DOCUMENT SECTION:
****
Prince Louis-Victor Pierre Raymond de Broglie
(1892-1987)
French physicist best known for his research on quantum theory and
for his discovery of the wave nature of electrons. He was awarded the
1929 Nobel Prize for Physics.
Early life.
Broglie was the second son of a member of the French nobility. From
the Broglie family, whose name is taken from a small town in Normandy,
have come high-ranking soldiers, politicians, and diplomats since the
17th century. In choosing science as a profession, Louis de Broglie
broke with family tradition, as had his brother Maurice (from whom,
after his death, Louis inherited the title of duc). Maurice, who was
also a physicist and made notable contributions to the experimental
study of the atomic nucleus, kept a well-equipped laboratory in the
family mansion in Paris. Louis occasionally joined his brother in his
work, but it was the purely conceptual side of physics that attracted
him. He described himself as "having much more the state of mind
of a pure theoretician than that of an experimenter or engineer, loving
especially the general and philosophical view. . . ." He was brought
into one of his few contacts with the technical aspects of physics during
World War I, when he saw army service in a radio station in the Eiffel
Tower.
Broglie's interest in what he called the "mysteries" of atomic
physics--namely, unsolved conceptual problems of the science--was aroused
when he learned from his brother about the work of the German physicists
Max Planck and Albert Einstein, but the decision to take up the profession
of physicist was long in coming. He began at 18 to study theoretical
physics at the Sorbonne, but he was also earning his degree in history
(1909), thus moving along the family path toward a career in the diplomatic
service. After a period of severe conflict, he declined the research
project in French history that he had been assigned and chose for his
doctoral thesis a subject in physics.
Theory of electron waves.
In this thesis (1924) Broglie developed his revolutionary theory of
electron waves, which he had published earlier in scientific journals.
(See de Broglie wave.) The notion that matter on the atomic scale might
have the properties of a wave was rooted in a proposal Einstein had
made 20 years before. Einstein had suggested that light of short wavelengths
might under some conditions be observed to behave as if it were composed
of particles, an idea that was confirmed in 1923. The dual nature of
light, however, was just beginning to gain scientific acceptance when
Broglie extended the idea of such a duality to matter. (See wave-particle
duality.)
****
Dataset rows:
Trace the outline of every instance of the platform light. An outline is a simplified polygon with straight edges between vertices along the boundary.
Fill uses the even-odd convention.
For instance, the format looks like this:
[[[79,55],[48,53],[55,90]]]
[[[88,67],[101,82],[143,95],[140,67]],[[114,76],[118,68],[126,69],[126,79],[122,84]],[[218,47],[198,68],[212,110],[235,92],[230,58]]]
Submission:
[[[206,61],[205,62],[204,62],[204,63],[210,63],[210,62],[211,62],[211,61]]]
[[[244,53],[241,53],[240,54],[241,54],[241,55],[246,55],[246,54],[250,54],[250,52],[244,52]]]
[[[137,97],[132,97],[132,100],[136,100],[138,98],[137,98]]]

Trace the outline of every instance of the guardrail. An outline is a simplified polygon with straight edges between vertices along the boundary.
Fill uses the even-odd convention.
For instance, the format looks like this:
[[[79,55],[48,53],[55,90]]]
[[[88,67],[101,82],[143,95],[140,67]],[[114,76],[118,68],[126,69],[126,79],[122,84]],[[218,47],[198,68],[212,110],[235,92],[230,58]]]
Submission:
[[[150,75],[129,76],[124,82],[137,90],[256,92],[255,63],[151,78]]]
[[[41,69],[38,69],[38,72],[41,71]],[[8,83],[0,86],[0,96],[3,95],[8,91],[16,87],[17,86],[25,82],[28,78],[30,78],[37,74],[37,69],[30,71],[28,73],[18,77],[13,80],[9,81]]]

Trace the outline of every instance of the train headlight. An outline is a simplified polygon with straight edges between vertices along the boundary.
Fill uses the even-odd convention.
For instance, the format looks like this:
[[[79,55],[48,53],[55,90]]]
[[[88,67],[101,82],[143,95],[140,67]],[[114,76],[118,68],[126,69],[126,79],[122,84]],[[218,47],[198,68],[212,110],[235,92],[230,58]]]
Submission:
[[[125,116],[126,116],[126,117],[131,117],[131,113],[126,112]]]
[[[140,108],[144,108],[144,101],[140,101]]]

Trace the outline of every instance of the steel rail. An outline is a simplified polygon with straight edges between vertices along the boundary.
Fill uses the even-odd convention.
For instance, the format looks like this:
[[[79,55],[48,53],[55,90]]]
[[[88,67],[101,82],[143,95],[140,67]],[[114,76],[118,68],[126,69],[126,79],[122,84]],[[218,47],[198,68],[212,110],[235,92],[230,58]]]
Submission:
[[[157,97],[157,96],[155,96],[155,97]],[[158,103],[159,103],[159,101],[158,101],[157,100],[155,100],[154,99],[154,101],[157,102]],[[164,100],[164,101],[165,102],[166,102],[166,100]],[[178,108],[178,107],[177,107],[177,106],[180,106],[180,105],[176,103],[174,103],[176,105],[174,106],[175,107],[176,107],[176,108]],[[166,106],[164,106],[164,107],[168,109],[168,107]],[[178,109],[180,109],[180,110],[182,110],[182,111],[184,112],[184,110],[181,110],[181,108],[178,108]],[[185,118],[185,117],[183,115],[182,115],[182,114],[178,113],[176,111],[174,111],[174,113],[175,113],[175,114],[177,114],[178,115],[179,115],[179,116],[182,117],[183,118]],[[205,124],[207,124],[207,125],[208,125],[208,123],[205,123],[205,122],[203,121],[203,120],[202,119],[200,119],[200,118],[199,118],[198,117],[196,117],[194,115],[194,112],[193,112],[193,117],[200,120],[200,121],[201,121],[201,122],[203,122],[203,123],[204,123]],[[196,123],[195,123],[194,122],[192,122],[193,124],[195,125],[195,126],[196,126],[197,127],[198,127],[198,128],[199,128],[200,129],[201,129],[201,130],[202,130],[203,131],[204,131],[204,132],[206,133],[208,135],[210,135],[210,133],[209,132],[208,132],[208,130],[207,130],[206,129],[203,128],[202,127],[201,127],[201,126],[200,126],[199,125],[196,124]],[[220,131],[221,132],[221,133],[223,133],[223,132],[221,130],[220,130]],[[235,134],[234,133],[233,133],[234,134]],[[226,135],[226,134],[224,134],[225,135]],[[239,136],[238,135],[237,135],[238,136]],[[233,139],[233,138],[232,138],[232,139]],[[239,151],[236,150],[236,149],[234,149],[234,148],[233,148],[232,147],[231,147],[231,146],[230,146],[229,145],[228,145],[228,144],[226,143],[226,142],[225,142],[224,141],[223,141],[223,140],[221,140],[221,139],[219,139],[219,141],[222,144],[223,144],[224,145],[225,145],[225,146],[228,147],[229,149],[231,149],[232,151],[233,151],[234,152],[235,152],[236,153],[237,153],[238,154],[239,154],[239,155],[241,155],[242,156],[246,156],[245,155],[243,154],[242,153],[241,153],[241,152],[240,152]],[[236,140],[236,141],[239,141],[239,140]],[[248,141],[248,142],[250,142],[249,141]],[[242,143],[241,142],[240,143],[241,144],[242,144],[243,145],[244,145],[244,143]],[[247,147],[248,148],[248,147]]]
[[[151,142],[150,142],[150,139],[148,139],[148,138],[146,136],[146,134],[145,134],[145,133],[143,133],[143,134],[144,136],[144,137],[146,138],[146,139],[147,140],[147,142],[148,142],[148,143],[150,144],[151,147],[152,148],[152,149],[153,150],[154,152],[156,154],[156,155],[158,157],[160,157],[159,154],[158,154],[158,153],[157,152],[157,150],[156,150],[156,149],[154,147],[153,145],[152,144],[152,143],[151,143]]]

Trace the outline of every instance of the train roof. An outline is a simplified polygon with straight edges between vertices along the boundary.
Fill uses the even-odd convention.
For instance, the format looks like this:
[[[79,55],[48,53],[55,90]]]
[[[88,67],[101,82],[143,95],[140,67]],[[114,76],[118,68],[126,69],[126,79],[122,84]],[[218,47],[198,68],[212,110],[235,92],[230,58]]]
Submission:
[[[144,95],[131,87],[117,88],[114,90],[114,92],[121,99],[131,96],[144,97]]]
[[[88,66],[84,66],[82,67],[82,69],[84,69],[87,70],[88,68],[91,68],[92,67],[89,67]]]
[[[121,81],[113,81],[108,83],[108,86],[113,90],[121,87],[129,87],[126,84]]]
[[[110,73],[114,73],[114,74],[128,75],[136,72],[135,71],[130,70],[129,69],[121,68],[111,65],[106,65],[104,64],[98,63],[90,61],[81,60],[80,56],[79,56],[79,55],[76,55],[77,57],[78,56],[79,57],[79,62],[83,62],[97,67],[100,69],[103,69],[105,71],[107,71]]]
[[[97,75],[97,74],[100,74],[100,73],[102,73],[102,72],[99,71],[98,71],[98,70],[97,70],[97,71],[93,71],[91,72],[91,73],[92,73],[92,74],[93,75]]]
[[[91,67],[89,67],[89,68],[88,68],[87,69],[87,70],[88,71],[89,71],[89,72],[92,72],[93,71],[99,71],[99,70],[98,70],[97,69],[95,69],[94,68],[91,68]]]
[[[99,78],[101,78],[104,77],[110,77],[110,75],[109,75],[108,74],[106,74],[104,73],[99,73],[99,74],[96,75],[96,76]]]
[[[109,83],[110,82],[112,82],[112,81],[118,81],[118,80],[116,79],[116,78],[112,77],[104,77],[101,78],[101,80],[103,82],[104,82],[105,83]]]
****
WHAT TO WORK ON:
1. Rewrite the paragraph of the de Broglie biography that begins "Broglie's interest in what he called" as a short bulleted list that keeps its main facts.
2. From the listing, extract without any change every line from the one containing "Trace the outline of every instance of the train roof." through the final line of the listing, with both of those lines included.
The text and the listing come from unrelated sources.

ANSWERS BY TASK:
1.
- Broglie's interest in the "mysteries" of atomic physics, meaning its unsolved conceptual problems, began when his brother told him about the work of Max Planck and Albert Einstein.
- His decision to become a physicist was long in coming.
- At 18 he began studying theoretical physics at the Sorbonne.
- He was also earning a history degree (1909), which kept him on the family path toward the diplomatic service.
- After a period of severe conflict, he turned down the French history research project he had been assigned.
- He chose a physics subject for his doctoral thesis instead.

2.
Trace the outline of every instance of the train roof. An outline is a simplified polygon with straight edges between vertices along the boundary.
Fill uses the even-odd convention.
For instance, the format looks like this:
[[[79,55],[48,53],[55,90]]]
[[[88,67],[101,82],[143,95],[140,67]],[[114,76],[118,68],[126,69],[126,79],[122,84]],[[218,47],[198,68],[212,110],[235,92],[230,58]]]
Submission:
[[[144,95],[131,87],[117,88],[114,90],[114,92],[121,99],[131,96],[144,97]]]
[[[88,66],[84,66],[82,67],[82,69],[84,69],[87,70],[88,68],[91,68],[92,67],[89,67]]]
[[[121,81],[113,81],[108,83],[108,86],[113,90],[121,87],[129,87],[126,84]]]
[[[110,73],[114,73],[114,74],[128,75],[136,72],[135,71],[130,70],[129,69],[121,68],[111,65],[106,65],[104,64],[98,63],[90,61],[81,60],[80,56],[79,56],[79,55],[76,55],[77,57],[78,56],[79,57],[79,62],[83,62],[97,67],[100,69],[103,69],[105,71],[107,71]]]
[[[97,75],[97,74],[100,74],[100,73],[102,73],[102,72],[99,71],[98,71],[98,70],[97,70],[97,71],[93,71],[91,72],[91,73],[92,73],[92,74],[93,75]]]
[[[91,67],[89,67],[89,68],[88,68],[87,69],[87,70],[88,71],[89,71],[89,72],[92,72],[93,71],[99,71],[99,70],[98,70],[97,69],[95,69],[94,68],[91,68]]]
[[[99,78],[101,78],[104,77],[110,77],[110,75],[109,75],[108,74],[106,74],[104,73],[99,73],[99,74],[96,75],[96,76]]]
[[[109,83],[110,82],[112,82],[112,81],[118,81],[118,80],[116,79],[116,78],[112,77],[104,77],[101,78],[101,80],[103,82],[104,82],[105,83]]]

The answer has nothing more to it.